» **DESCRIPTION OF THE TASK**:
Please copy out this whole listing line for line, offsetting every x and y coordinate in the answers by adding 56 to it. Leave the pictures out.

» **PROVIDED RECORDS**:
>>
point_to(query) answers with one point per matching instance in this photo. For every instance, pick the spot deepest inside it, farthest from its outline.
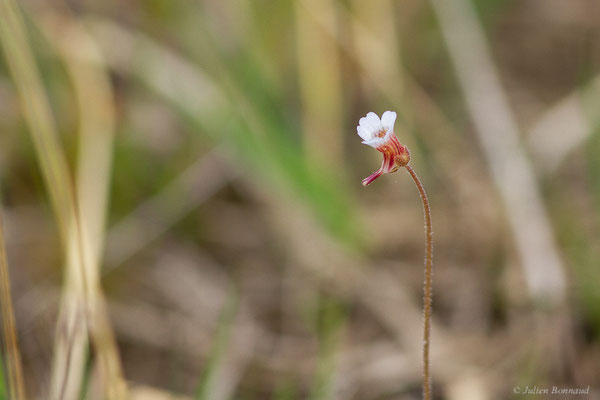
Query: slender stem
(427, 285)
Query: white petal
(375, 142)
(374, 120)
(388, 119)
(368, 127)
(363, 133)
<<
» **OUTPUT**:
point_to(query) answers with one point per matching instance in this photo. For every instance, pick the spot deepest inside it, farthest from its outline.
Query: slender stem
(483, 341)
Query: white petal
(431, 198)
(430, 176)
(444, 175)
(424, 183)
(419, 189)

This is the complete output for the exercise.